── Dokument

Bis der letzte Käfig leer ist!

vom TIF-Kollektiv


Kraftvoll, bestimmt und friedlich: Am 29. Juni 2019 demonstrierten rund 400 Aktivist*innen für die Abschaffung der Nutztierhaltung. Erstmals gab es vor der Demo einen Tierrechtsmarkt mit Infoständen zur Massentierhaltung oder Merchandise zur Finanzierung von Kampagnen.

Es bleibt eine Herausforderung, die Schweizer Tierrechtsbewegung zu mobilisieren. Trotz der boomenden veganen Bewegung wachsen die schweizweiten Demos bisher nur in der Zahl, nicht jedoch in der Grösse. Die Gründe dafür sind vielfältig: manchen sind die Demos zu «radikal», anderen zu laut oder wiederum anderen zu wenig effektiv. Dies obwohl der Strassenprotest zu den wichtigsten Methoden jeder sozialen Bewegung gehört. Um mehr Leute ansprechen zu können, wurde diesmal ein Tierrechtsmarkt organisiert. Die Stände von beispielsweise Zürich Animal Save, Das Tier und Wir, Falafel Fun, Grüner Gaumen, Animal Rights Marc sowie der Tierrechtsorganisation Tier im Fokus (TIF) boten kritische Infos zur Schweizer Nutztierhaltung oder veganen Food und Drinks an.

Um 13 Uhr füllte sich langsam der Waisenhausplatz in Bern und die Demo begann. Organisatorin der Demo war die TIF. Der Umzug führte quer durch die Altstadt bis zum Rathausplatz und wieder zurück. Auf dem Rückweg passierten die Teilnehmer*innen Kramgasse und Kornhausplatz, wo besonders viele Passant*innen erreichten wurden.

────
── Dateneinträge

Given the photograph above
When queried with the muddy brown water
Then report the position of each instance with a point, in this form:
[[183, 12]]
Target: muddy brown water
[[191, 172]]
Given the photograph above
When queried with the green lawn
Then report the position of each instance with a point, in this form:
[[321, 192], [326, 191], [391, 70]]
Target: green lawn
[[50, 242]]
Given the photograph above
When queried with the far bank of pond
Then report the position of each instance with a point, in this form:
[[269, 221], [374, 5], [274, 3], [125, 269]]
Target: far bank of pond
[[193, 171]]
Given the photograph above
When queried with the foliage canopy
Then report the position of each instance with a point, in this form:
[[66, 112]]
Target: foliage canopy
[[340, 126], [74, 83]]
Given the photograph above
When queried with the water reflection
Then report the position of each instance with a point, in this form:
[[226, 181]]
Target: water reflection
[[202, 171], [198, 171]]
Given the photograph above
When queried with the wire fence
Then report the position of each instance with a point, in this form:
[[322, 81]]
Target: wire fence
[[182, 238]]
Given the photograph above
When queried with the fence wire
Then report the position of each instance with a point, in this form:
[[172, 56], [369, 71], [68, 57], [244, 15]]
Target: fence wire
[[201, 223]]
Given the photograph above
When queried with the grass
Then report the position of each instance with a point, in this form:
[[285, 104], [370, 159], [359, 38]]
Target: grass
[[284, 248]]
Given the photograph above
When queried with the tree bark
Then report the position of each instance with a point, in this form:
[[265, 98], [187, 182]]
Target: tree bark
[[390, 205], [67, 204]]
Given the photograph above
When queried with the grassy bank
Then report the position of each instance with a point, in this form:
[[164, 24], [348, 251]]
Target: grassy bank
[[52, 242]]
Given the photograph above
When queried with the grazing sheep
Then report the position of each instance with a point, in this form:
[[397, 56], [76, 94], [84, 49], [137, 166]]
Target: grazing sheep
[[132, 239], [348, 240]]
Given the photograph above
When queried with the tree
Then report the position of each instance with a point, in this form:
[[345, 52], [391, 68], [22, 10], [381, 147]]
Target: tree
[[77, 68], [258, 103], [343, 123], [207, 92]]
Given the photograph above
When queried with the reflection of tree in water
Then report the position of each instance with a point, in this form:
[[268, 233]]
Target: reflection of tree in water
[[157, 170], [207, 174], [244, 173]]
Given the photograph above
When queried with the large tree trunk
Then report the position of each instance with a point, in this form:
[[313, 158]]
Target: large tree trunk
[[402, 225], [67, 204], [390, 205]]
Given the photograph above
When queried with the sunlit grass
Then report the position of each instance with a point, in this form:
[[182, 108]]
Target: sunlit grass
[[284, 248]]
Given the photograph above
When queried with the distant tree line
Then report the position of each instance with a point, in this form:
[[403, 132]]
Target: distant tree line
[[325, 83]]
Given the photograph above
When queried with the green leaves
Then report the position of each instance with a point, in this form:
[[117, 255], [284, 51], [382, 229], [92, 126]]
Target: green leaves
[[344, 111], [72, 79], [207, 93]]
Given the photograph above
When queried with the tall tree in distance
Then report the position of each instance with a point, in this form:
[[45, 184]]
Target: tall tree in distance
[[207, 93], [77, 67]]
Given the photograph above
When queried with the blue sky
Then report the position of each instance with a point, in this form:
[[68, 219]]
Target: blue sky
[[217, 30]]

────

__Aufgaben__.
(a) Schreiben Sie aus dem Bericht zur Tierrechtsdemo die Passage von „Bis der letzte“ bis einschließlich „Finanzierung von Kampagnen.“ wortgetreu ab.
(b) Prüfen Sie anhand des Berichts zur Tierrechtsdemo, ob die folgenden Aussagen zutreffen. Antworten Sie jeweils mit Ja oder Nein und zitieren Sie die entscheidenden Worte. (i) Am 29. Juni 2019 demonstrierten rund 400 Aktivist*innen. (ii) Die schweizweiten Demos wachsen inzwischen auch in ihrer Größe. (iii) Der Umzug endete am Rathausplatz.
(c) Setzen Sie den Bericht zur Tierrechtsdemo nach seinem letzten Satz fort.

__Lösungen__.
(a)
Bis der letzte Käfig leer ist!

vom TIF-Kollektiv


Kraftvoll, bestimmt und friedlich: Am 29. Juni 2019 demonstrierten rund 400 Aktivist*innen für die Abschaffung der Nutztierhaltung. Erstmals gab es vor der Demo einen Tierrechtsmarkt mit Infoständen zur Massentierhaltung oder Merchandise zur Finanzierung von Kampagnen.

(b)
(i) Ja: „Am 29. Juni 2019 demonstrierten rund 400 Aktivist*innen“
(ii) Nein: „wachsen die schweizweiten Demos bisher nur in der Zahl, nicht jedoch in der Grösse“
(iii) Nein: „Der Umzug führte quer durch die Altstadt bis zum Rathausplatz und wieder zurück.“

(c)
Bei den grösseren TIF-Events arbeitet zudem ein sogenanntes Awareness-Team (awareness bedeutet Aufmerksamkeit, Gewahrsein) mit. Es begleitet den Event still und schreitet ein bei Diskriminierung. Das Ziel ist ein gutes Erlebnis für alle - für alle Menschen und auch Tiere. Idealerweise muss das Awareness-Team nicht einschreiten, so auch an der diesjährigen Demo nicht.

Nutztierhaltung und Klima

Dieses Jahr war neben der Abschaffung der Nutztierhaltung auch das Klima Thema. Denn mit der Nutztierhaltung bleibt nach wie vor eine der wichtigsten Ursachen für den Klimawandel ausgeklammert. Dabei plädieren unterdessen auch eine Studie von Agroscope und eine Empfehlung des Bundesamt für Umwelt im Rahmen der Totalrevision des CO2-Gesetzes für die Reduktion der landwirtschaftlichen Tierhaltung, um den Treibhausgasausstoss zu senken. Wie gross der Handlungsbedarf ist, zeigt ein Bericht des Bundesrates zum Postulat Bertschy (GLP): Kein einziges Umweltziel der Landwirtschaft wurde erreicht. Restlos ausverkauft war indes die Afterparty nach der Demo.

Im sympathischen Warmbächli frönten die Aktivist*innen zuerst dem herzhaften Dessert-Buffet. Im Anschluss führte der bekannte Schweizer Tierethiker Markus Wild in seinem ernsthaften, und doch auch humorvollem Referat einen neuen Begriff ein: Animal Mainstreaming. Er bezweckt, dass die Bedürfnisse von Tieren in allen Belangen des öffentlichen Lebens und der politischen Entscheidungen berücksichtigt werden. Bis Tierrechte Mainstream werden, dauert es noch. Der Kampf geht weiter. Auf der Strasse, zu Hause oder auf Social Media. Bis der letzte Käfig leer ist.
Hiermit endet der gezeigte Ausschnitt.